Exercise description ->
State how many lines in the rows below contain the word "tail". Give only the number.

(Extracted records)
== == ==

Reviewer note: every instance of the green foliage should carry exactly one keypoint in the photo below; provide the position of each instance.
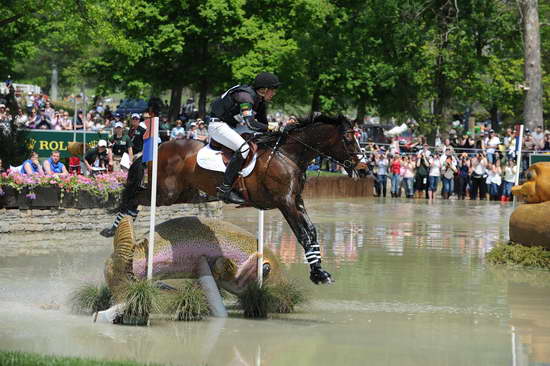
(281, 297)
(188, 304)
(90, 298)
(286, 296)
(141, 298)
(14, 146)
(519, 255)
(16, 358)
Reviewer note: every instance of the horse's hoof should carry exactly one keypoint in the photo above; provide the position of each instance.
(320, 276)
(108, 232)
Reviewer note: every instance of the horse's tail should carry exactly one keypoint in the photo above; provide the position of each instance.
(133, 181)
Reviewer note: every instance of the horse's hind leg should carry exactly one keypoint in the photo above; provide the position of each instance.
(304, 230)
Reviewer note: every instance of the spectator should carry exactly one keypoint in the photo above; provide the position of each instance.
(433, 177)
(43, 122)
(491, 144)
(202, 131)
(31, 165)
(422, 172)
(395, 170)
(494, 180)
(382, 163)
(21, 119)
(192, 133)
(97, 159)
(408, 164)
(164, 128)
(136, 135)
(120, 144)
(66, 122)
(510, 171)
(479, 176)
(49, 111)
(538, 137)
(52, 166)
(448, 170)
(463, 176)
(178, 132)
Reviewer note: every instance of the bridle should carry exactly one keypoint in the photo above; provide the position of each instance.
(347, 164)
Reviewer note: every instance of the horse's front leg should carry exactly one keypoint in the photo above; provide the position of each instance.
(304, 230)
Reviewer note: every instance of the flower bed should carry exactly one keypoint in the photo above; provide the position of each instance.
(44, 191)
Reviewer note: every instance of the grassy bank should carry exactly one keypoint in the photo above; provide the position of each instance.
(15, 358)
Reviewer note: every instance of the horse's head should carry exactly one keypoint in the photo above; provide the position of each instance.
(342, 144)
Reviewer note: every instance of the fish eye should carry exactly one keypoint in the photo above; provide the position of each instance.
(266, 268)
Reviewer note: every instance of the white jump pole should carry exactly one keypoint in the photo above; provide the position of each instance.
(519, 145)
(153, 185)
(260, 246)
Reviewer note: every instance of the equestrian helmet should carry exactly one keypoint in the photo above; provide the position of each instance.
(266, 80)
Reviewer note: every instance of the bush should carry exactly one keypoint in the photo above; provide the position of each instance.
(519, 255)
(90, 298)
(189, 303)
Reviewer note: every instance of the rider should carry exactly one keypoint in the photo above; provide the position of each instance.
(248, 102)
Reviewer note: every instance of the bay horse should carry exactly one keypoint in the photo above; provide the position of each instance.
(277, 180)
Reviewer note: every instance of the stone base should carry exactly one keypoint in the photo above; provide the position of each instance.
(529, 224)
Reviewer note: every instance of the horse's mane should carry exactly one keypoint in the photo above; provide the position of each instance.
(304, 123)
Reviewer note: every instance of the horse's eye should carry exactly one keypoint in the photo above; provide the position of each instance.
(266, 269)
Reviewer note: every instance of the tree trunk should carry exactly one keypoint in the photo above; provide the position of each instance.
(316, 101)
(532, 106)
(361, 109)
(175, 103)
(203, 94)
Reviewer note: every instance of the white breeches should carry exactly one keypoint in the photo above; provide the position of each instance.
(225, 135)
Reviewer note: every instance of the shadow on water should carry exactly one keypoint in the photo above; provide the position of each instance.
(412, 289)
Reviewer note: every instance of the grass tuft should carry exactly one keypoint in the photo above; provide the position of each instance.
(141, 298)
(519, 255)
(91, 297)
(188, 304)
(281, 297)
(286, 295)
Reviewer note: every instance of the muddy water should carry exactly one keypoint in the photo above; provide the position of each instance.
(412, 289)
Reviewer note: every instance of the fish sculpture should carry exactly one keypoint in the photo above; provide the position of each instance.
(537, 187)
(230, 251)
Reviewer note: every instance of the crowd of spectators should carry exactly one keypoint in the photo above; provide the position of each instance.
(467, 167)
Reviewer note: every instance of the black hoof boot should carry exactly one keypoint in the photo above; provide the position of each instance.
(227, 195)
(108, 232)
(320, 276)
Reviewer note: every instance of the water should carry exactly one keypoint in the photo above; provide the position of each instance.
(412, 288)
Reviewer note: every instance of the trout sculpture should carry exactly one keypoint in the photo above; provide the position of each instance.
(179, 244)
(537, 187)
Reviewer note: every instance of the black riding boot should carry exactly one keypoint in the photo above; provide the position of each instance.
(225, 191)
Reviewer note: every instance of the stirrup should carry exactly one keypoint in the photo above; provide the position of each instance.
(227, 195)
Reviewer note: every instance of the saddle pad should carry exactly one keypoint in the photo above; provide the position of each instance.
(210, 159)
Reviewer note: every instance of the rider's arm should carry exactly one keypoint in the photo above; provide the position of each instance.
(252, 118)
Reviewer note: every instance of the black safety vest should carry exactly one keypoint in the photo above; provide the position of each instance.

== == ==

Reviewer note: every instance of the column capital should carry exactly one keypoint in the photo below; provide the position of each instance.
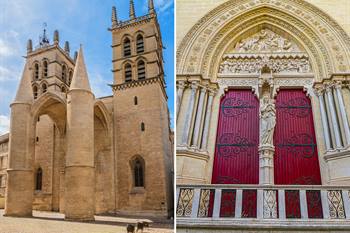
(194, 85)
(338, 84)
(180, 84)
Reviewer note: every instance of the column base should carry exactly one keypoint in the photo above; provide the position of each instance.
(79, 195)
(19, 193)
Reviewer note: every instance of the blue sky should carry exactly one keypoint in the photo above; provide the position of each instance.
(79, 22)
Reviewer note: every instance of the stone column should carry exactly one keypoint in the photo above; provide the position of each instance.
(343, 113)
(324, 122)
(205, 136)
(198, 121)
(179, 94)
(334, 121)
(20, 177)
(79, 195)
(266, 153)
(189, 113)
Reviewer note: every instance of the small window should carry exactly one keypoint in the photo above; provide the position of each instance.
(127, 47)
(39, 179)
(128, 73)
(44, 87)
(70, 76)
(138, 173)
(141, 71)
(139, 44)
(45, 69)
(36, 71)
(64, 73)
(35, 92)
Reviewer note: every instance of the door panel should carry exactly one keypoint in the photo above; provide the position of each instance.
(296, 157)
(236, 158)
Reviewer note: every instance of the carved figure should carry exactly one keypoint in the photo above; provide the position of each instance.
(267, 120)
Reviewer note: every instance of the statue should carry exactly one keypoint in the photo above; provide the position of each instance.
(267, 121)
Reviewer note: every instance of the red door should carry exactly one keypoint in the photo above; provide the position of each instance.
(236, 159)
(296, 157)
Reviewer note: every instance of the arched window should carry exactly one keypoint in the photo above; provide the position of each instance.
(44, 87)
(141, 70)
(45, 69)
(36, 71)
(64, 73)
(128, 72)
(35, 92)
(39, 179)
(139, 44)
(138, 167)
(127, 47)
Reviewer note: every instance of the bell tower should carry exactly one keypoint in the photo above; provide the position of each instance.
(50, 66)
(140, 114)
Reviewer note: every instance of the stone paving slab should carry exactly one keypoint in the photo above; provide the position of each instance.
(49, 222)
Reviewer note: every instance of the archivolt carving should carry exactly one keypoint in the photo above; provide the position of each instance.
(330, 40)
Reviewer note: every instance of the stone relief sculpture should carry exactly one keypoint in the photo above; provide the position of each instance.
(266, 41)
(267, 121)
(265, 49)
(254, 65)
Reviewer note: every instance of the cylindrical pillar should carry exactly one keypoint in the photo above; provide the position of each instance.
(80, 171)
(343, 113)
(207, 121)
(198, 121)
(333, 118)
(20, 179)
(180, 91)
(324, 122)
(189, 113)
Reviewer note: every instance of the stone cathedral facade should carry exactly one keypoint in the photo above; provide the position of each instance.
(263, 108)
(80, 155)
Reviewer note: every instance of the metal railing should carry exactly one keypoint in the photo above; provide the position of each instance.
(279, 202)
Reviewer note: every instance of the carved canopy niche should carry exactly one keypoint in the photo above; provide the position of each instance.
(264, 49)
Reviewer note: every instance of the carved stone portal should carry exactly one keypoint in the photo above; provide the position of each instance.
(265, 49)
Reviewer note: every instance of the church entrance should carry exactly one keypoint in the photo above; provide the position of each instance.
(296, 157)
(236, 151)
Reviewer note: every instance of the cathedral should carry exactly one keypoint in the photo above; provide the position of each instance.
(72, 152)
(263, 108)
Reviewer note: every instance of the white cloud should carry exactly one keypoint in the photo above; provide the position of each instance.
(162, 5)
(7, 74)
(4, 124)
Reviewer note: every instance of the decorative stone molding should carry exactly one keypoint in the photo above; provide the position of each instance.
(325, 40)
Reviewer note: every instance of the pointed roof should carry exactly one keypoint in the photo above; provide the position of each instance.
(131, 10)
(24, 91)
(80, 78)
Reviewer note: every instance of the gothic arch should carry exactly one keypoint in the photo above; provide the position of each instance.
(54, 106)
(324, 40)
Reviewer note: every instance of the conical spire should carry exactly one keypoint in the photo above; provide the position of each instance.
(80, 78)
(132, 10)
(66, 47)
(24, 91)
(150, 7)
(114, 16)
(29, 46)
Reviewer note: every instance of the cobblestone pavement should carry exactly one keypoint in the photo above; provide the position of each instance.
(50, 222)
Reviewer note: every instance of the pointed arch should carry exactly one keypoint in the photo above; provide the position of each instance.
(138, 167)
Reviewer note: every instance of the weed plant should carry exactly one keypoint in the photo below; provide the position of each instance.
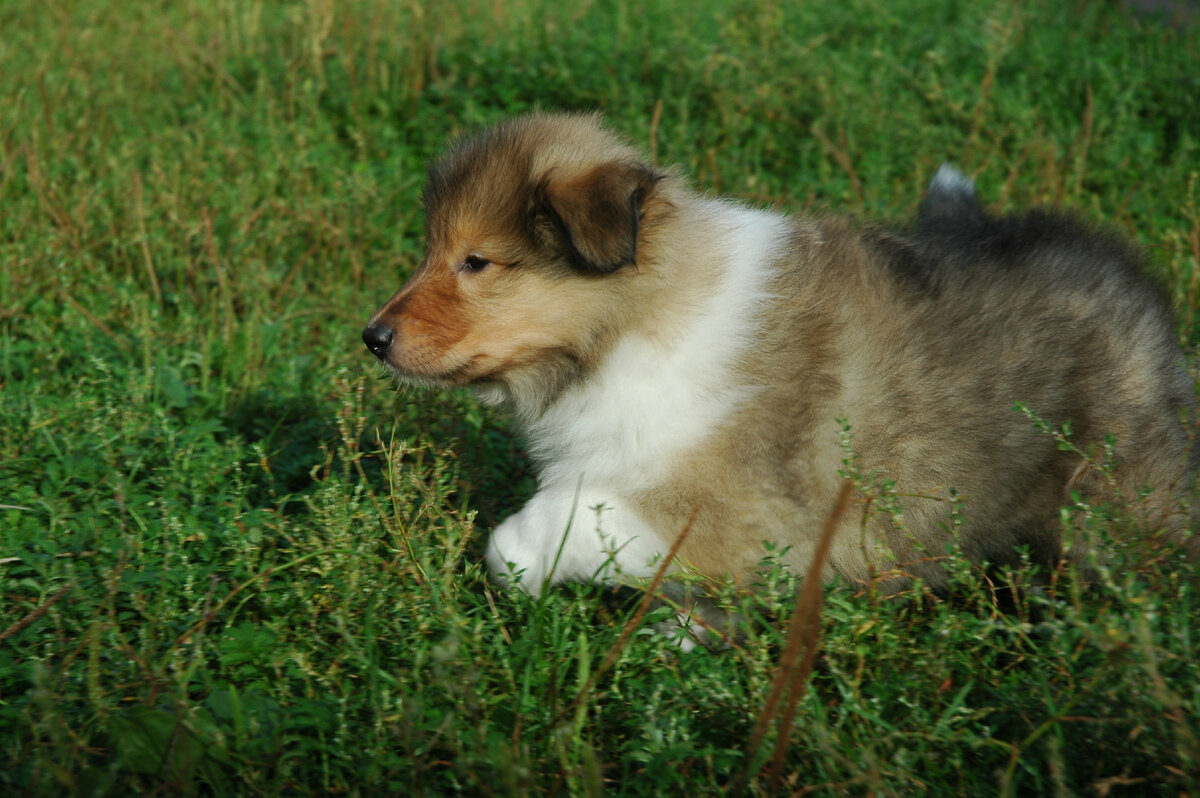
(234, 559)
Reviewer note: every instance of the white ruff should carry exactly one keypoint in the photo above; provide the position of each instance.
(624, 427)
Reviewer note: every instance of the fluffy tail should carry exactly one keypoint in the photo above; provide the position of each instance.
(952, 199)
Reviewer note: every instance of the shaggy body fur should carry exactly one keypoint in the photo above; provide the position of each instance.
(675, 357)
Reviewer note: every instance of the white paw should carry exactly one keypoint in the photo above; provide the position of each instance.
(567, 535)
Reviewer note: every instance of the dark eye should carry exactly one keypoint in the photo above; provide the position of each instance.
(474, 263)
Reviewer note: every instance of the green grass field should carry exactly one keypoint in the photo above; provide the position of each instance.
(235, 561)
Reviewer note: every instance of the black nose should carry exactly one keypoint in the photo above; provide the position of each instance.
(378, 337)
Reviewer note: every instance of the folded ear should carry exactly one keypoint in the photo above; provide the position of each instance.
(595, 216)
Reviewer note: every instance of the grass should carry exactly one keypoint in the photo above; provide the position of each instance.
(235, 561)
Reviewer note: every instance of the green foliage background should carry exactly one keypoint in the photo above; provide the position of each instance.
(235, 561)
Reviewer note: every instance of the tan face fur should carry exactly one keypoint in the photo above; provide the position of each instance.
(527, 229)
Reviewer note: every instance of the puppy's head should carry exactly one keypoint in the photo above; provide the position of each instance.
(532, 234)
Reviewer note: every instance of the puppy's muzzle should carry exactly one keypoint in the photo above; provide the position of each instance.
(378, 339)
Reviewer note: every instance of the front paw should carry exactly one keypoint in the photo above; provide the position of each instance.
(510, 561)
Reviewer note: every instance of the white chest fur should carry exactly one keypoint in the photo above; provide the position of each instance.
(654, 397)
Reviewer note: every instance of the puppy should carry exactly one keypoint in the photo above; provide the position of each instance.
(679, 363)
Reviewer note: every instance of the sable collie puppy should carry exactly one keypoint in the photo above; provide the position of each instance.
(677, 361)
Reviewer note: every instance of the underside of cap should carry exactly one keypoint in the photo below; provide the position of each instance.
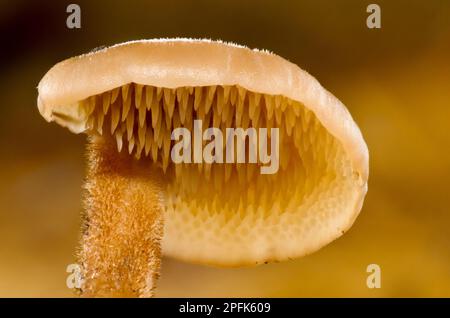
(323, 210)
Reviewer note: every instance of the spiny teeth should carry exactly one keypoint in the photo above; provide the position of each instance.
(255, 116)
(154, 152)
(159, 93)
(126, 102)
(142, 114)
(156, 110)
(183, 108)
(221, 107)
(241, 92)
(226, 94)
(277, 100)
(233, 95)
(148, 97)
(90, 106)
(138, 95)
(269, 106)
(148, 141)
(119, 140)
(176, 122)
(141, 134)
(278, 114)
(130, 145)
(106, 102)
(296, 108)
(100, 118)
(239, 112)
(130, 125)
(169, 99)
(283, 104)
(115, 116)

== == ==

Answer for this exercise ->
2